**TEXT EXTRACT**
Sushant Joshi

Posted on Jun 29

The Test ID Pattern That Finally Killed Our Flake

#ai #api #automation #testing

Our API test suite went from 4–6% flake to 0.3% the week we changed how we generated entity IDs in test fixtures.

I wish I could tell you we solved our flaky test problem with a fancy testing framework or a massive infrastructure rewrite.

We didn't.

The fix was embarrassingly simple.

We changed how we generated IDs.

That's it.

For months, our CI dashboard looked like this:

Run #1  ✅
Run #2  ❌
Run #3  ✅
Run #4  ❌
Run #5  ✅

Same code.

Same tests.

Different results.

Eventually, we measured the problem.

Our API test suite had a 4–6% flake rate.

That meant roughly one out of every twenty pipeline runs failed for no legitimate reason.

Developers stopped trusting the pipeline.

Failed builds were retried.

Warnings were ignored.

And eventually, real bugs started hiding among false positives.

The culprit?

Randomly generated IDs.

The Flake Source: Random ID Collisions

A typical test looked like this:

const customerId =
  Math.floor(Math.random() * 1000000);

await createCustomer({
  id: customerId
});

Seems harmless.

Until your suite grows.

Eventually:

Hundreds of tests run.
Multiple pipelines run simultaneously.
Parallel workers execute the same code.
Test retries create additional requests.

Sooner or later:

Customer 48291 already exists

appears.

A retry passes.

Nobody investigates.

The flake count grows.

The Problem Wasn't Just Collisions

Random IDs caused other issues too.

Suppose a test failed.

You found this in the database:

Customer: 839174

Questions immediately followed:

Which test created it?
Which pipeline run?
Which branch?
Is it safe to delete?

Nobody knew.

The data had no meaning.

It was just another random number.

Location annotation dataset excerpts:
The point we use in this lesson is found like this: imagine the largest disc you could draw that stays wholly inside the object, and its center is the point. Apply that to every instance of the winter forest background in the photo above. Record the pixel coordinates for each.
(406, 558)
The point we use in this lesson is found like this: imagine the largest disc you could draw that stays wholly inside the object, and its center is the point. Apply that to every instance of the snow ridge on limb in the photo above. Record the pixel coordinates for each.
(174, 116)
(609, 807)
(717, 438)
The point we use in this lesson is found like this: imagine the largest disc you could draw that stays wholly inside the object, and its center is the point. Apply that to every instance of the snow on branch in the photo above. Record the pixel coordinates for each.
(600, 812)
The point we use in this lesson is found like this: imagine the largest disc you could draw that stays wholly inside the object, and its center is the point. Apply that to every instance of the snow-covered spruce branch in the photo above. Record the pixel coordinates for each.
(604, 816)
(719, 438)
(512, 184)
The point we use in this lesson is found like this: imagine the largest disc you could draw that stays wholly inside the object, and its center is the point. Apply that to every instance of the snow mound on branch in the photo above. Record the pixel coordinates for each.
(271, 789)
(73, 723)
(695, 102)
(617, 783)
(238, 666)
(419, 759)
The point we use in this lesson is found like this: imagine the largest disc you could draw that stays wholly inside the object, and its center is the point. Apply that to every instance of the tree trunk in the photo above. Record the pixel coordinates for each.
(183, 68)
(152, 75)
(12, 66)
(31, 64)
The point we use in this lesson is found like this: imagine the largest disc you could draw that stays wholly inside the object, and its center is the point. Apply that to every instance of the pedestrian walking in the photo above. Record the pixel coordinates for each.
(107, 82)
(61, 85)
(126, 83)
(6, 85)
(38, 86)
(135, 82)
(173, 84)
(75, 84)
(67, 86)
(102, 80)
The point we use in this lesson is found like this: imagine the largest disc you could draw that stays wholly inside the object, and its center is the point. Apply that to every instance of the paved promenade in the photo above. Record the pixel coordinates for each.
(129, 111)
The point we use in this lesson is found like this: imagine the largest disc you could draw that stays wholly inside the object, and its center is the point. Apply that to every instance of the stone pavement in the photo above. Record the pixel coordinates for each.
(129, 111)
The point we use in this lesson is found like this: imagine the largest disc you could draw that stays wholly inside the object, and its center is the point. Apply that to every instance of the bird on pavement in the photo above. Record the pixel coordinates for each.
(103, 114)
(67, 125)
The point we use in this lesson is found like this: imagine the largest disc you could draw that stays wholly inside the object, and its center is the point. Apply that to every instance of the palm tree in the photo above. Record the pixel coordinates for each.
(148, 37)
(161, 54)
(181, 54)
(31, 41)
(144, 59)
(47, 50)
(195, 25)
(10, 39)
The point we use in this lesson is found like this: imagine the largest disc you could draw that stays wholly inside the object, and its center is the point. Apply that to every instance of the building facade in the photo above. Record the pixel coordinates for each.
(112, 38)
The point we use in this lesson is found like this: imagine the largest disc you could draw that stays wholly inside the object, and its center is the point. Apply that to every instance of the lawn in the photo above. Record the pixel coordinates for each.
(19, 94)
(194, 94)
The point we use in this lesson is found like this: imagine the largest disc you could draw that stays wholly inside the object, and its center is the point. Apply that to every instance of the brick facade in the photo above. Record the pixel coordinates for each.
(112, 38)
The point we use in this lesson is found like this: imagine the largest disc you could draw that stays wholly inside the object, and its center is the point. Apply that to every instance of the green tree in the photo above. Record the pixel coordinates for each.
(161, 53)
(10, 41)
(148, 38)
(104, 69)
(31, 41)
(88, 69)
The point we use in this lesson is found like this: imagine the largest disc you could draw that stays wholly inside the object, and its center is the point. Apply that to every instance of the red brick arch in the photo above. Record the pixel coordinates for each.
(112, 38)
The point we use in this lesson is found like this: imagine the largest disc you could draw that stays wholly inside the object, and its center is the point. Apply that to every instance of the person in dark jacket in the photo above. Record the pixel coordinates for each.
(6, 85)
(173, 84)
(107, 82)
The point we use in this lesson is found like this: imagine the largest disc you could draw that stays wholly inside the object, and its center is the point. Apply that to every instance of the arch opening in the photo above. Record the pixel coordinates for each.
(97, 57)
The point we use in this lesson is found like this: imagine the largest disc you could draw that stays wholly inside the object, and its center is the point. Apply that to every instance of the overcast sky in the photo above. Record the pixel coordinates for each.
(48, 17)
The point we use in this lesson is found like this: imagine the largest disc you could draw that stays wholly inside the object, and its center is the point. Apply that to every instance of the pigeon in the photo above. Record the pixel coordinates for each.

**PARTS OF THE EXERCISE**
1) Can you print the post on flaky API tests from "Customer 48291 already" to "other issues too."?
2) Would you proceed with the post on flaky API tests, starting right after its final line?

**REPLIES**
1)
Customer 48291 already exists

appears.

A retry passes.

Nobody investigates.

The flake count grows.

The Problem Wasn't Just Collisions

Random IDs caused other issues too.

2)
Randomness Is the Enemy of Debugging

Random values make systems harder to reason about.

If a failure cannot be reproduced easily, it becomes expensive to investigate.

We wanted IDs that were:

Predictable
Searchable
Namespaced
Easy to clean up

So we introduced a new pattern.

The New Pattern

Instead of:

84738291

we started generating IDs like this:

test-orders-create-001

Or:

pr-482-users-login-003

Or:

ci-198-payments-refund-001

The format became:

<prefix>-<test-name>-<counter>

Every ID suddenly became self-describing.

Why Deterministic IDs Help So Much

Now when a failure happened:

Customer already exists:
pr-482-users-create-001

we immediately knew:

Which PR created it
Which test created it
Which feature it belonged to

Debugging became dramatically easier.

Example Generator

function buildTestId(
  namespace,
  testName,
  sequence
) {
  return `${namespace}-${testName}-${sequence}`;
}

Usage:

const customerId =
  buildTestId(
    'pr-482',
    'create-user',
    1
  );

Result:

pr-482-create-user-1

Simple.

Readable.

Deterministic.

The Biggest Improvement: Test Isolation

This change dramatically improved test isolation.

Previously:

Test A
↓
Creates customer 123

Test B
↓
Creates customer 123

Failure.

Now:

pr-482-test-a-001
pr-482-test-b-001

No collision.

No interference.

No flake.

Parallel API Tests Become Much Safer

Modern CI systems run tests in parallel.

Our pipelines used:

Multiple workers
Multiple containers
Multiple retry attempts

Random IDs weren't enough.

We needed namespaces.

Namespaced IDs

Every test run now receives a namespace.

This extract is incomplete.